Reproduce from the passage on joining a spiritual community the stretch from "Tall order! We" through "There was a way.".

--- START PASSAGE ---

Learning
And the assimilation of life experiences
In our 30s, Sandy and I joined a spiritual community, which no longer exists. It was not your everyday religious group. It was based on a stripped-down account of the life and teachings of Jesus, not as the first Christian, as the son of God, nor as a mythical figure with magical healing powers. Rather, it was the study of the life, activities, and teachings of a real and extraordinary person with much to say that is relevant today. The idea was to incorporate his mindset into our own, develop our full potential, and become teachers and leaders who live life with the same consciousness he possessed during his lifetime. That idea included the concept of totality: You would give your all to this good end. You would live “the teaching.”
Tall order! We threw ourselves into it, worked hard, and learned more than I might ever express here. Both of us engaged in “the work,” as everyone called it. Belonging to a community with a vision of love in the world felt like I was doing something to make the world a better place. I had an identity. There was a way.

--- END PASSAGE ---
--- START EXCERPTED DATA ---

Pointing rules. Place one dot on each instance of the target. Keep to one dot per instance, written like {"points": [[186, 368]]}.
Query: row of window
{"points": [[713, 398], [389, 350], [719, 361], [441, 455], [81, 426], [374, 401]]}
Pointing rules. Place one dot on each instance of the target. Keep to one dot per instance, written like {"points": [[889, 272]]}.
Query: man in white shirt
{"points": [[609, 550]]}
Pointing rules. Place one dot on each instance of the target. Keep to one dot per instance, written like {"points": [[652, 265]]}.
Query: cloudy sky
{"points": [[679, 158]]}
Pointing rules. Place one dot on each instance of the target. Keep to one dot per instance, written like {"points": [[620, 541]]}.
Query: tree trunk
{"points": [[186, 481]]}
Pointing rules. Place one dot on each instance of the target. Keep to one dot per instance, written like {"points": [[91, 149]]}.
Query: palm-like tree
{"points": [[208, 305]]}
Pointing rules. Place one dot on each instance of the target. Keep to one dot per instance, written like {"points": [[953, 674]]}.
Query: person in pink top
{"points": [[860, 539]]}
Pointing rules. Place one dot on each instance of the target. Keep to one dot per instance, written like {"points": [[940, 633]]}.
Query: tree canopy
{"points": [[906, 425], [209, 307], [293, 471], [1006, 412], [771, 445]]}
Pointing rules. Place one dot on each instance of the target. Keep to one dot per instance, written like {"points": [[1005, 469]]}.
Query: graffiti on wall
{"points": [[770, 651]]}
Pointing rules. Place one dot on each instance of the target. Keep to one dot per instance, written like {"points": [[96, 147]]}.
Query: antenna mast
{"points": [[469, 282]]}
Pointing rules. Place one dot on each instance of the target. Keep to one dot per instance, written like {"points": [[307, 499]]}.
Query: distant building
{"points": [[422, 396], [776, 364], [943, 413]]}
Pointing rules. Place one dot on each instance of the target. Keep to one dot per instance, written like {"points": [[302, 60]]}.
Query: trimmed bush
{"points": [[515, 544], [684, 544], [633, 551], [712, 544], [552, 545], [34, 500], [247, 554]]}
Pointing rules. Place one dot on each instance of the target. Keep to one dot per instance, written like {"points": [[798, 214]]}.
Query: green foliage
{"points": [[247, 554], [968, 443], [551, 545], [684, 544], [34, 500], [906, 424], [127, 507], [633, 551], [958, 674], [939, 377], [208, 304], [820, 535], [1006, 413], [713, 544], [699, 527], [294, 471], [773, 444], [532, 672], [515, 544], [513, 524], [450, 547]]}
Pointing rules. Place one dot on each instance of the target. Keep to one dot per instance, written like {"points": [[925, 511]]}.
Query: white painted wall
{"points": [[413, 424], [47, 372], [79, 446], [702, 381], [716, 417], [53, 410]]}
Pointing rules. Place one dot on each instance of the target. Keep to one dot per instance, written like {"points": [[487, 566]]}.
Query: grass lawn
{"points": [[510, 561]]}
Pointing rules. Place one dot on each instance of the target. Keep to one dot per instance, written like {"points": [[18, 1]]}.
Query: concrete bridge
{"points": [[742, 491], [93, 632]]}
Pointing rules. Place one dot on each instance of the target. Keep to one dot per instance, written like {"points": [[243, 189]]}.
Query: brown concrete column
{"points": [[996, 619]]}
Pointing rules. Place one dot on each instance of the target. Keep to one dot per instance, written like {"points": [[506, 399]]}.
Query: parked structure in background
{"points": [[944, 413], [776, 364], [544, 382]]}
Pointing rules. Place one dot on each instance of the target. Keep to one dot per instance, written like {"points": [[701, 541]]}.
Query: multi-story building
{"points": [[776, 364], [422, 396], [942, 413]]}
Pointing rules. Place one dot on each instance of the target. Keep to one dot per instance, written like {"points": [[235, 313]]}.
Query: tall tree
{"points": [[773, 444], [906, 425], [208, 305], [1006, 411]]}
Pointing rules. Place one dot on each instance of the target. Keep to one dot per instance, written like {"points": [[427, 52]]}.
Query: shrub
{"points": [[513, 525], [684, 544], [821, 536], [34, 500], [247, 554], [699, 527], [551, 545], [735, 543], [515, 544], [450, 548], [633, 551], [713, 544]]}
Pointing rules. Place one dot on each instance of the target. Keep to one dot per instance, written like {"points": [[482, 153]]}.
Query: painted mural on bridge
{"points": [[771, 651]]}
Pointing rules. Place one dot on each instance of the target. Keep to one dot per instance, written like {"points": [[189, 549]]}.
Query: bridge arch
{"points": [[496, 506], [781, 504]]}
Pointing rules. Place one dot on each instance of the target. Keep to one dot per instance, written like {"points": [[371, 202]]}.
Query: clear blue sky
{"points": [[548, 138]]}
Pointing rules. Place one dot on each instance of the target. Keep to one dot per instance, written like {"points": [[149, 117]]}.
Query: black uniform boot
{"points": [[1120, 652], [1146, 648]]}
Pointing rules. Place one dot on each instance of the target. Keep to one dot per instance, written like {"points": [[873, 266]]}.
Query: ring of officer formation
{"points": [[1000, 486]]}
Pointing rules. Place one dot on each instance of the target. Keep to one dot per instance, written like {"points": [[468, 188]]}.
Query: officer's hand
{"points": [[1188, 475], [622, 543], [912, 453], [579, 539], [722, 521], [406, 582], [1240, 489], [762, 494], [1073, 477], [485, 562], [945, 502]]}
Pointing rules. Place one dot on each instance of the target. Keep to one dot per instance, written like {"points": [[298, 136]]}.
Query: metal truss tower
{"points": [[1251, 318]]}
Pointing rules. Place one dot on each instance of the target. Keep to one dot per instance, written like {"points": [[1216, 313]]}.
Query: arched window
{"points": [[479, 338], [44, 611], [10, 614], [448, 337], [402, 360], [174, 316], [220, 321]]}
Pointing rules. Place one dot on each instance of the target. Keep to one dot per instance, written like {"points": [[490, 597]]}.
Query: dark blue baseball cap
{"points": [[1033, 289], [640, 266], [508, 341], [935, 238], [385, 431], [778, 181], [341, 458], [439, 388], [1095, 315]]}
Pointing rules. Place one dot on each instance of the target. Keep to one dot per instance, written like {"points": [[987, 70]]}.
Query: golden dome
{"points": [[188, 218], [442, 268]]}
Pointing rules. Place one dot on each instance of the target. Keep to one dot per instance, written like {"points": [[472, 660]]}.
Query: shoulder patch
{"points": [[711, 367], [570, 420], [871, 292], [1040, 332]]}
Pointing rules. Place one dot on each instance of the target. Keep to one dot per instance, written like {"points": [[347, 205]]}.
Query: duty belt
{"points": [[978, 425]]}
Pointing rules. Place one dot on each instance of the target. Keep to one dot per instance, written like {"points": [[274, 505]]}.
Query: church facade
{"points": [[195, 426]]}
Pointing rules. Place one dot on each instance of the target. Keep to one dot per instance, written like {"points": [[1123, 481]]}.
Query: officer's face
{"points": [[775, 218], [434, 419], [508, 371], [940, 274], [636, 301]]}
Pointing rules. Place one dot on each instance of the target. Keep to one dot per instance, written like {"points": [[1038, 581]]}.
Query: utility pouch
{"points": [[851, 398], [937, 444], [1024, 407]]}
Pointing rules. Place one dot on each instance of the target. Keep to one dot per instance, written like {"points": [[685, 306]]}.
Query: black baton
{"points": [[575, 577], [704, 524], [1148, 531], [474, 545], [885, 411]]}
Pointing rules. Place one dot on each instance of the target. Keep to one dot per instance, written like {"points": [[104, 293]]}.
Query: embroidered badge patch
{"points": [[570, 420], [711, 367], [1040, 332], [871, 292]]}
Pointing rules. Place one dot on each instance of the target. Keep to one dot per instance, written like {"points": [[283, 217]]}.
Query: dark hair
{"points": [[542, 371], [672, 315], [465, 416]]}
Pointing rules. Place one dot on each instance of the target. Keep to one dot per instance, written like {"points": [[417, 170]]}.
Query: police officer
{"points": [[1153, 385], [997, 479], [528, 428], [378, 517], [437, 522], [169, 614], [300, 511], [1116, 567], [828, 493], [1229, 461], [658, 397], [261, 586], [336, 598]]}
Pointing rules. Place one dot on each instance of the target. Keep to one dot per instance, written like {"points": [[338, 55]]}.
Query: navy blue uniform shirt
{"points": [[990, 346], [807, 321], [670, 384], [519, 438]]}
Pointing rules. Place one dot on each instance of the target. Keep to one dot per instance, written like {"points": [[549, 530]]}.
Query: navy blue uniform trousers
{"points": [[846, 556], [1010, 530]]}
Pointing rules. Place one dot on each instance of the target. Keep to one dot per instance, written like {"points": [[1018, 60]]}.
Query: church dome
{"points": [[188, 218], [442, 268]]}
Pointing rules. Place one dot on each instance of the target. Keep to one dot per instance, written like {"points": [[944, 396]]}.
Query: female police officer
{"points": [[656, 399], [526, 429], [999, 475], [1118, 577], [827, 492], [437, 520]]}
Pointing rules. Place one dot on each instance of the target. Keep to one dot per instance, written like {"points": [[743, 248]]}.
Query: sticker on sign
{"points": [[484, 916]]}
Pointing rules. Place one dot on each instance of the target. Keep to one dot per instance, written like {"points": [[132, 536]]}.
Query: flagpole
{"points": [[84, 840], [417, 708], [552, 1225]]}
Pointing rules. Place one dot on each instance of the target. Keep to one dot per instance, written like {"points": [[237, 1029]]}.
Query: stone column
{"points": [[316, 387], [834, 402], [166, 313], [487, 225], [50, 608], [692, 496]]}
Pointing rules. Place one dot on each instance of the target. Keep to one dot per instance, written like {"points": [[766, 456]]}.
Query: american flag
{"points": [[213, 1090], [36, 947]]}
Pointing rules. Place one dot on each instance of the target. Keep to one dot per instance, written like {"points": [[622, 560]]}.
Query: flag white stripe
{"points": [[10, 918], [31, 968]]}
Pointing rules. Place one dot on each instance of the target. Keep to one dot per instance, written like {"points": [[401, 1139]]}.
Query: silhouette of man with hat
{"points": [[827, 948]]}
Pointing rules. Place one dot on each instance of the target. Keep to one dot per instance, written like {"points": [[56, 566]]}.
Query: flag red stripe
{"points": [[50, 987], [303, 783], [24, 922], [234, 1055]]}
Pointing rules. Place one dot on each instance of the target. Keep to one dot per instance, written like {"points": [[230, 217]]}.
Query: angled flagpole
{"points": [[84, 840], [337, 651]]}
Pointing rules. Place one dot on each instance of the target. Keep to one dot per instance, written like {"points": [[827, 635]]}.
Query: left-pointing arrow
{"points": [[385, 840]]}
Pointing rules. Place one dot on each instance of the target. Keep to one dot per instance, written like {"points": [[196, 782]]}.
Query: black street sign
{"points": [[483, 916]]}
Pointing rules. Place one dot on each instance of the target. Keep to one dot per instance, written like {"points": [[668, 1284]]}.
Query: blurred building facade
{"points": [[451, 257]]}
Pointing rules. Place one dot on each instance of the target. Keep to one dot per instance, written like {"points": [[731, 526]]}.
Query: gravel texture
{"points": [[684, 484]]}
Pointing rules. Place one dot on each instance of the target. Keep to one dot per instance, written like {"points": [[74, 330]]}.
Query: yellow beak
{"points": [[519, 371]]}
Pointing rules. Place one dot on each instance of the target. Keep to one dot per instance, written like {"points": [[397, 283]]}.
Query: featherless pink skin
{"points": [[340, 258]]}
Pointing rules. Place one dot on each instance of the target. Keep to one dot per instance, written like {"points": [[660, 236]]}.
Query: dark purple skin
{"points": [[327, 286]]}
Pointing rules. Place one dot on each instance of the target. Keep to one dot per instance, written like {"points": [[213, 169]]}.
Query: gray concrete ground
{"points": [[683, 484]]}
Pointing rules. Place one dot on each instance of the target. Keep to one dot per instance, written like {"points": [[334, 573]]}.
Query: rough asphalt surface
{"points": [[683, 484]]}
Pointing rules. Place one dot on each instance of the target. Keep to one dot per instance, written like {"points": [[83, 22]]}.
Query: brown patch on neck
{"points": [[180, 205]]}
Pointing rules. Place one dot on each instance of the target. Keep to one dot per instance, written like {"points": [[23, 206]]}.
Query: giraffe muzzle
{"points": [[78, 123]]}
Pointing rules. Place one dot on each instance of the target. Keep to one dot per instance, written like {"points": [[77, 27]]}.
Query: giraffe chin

--- END EXCERPTED DATA ---

▸ CORRECT ANSWER:
Tall order! We threw ourselves into it, worked hard, and learned more than I might ever express here. Both of us engaged in “the work,” as everyone called it. Belonging to a community with a vision of love in the world felt like I was doing something to make the world a better place. I had an identity. There was a way.